*Input material:*
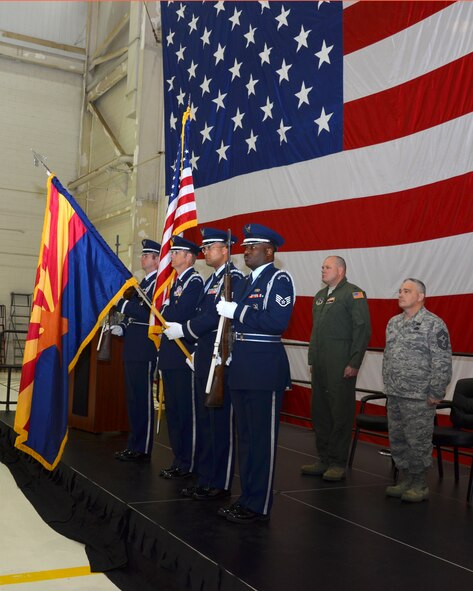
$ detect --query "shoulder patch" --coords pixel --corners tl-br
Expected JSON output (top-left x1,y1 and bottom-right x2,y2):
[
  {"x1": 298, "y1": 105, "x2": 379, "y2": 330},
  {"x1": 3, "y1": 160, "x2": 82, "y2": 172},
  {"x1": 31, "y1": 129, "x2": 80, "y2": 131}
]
[{"x1": 436, "y1": 328, "x2": 450, "y2": 351}]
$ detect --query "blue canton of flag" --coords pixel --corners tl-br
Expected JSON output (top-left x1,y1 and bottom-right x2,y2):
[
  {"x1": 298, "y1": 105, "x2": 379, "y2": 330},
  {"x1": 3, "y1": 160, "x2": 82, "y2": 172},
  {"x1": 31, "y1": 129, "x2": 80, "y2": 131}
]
[{"x1": 161, "y1": 2, "x2": 343, "y2": 194}]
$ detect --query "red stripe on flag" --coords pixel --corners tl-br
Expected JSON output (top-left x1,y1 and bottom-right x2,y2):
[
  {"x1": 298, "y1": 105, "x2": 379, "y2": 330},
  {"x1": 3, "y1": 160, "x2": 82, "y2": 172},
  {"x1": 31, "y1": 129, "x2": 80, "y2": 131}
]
[
  {"x1": 343, "y1": 2, "x2": 453, "y2": 55},
  {"x1": 190, "y1": 172, "x2": 473, "y2": 252},
  {"x1": 344, "y1": 54, "x2": 473, "y2": 150}
]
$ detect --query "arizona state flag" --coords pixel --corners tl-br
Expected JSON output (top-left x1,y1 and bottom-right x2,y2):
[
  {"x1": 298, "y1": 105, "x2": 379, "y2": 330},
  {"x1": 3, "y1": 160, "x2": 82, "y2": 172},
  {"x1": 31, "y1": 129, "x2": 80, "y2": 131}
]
[{"x1": 15, "y1": 175, "x2": 137, "y2": 470}]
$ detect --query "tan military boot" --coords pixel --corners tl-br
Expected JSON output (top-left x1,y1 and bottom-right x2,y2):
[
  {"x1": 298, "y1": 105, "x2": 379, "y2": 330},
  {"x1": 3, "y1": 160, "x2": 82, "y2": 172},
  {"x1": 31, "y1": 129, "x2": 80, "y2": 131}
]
[
  {"x1": 401, "y1": 472, "x2": 429, "y2": 503},
  {"x1": 385, "y1": 470, "x2": 412, "y2": 499},
  {"x1": 301, "y1": 460, "x2": 327, "y2": 476}
]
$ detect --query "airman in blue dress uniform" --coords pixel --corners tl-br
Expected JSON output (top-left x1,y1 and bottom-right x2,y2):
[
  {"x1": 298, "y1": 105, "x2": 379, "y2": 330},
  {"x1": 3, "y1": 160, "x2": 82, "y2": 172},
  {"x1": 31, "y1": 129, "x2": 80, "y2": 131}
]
[
  {"x1": 158, "y1": 236, "x2": 203, "y2": 478},
  {"x1": 165, "y1": 228, "x2": 243, "y2": 500},
  {"x1": 111, "y1": 239, "x2": 161, "y2": 462},
  {"x1": 217, "y1": 224, "x2": 295, "y2": 523}
]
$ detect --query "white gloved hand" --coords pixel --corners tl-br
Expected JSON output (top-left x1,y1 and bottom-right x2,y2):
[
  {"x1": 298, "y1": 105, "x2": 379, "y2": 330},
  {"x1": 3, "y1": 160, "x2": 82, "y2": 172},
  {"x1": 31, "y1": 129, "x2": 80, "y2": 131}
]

*What is needed:*
Pull out each line of the data above that contains the string "query", and copy those lines unchanged in their original order.

*In response:*
$ detect --query "shoulder patch" --coords pixel --corners tl-br
$ detect --query "blue canton of flag" --coords pixel --corners tl-br
$ detect --query "red stripe on flag" --coords pixel --corners tl-br
$ detect --query "arizona state flag" --coords pixel --corners tl-br
$ detect --query "tan military boot" --coords pixel --corners tl-br
$ detect --query "airman in blue dress uniform" --coords pixel --corners tl-br
$ detect --query "white gloved hand" --coords pixel --corners tl-br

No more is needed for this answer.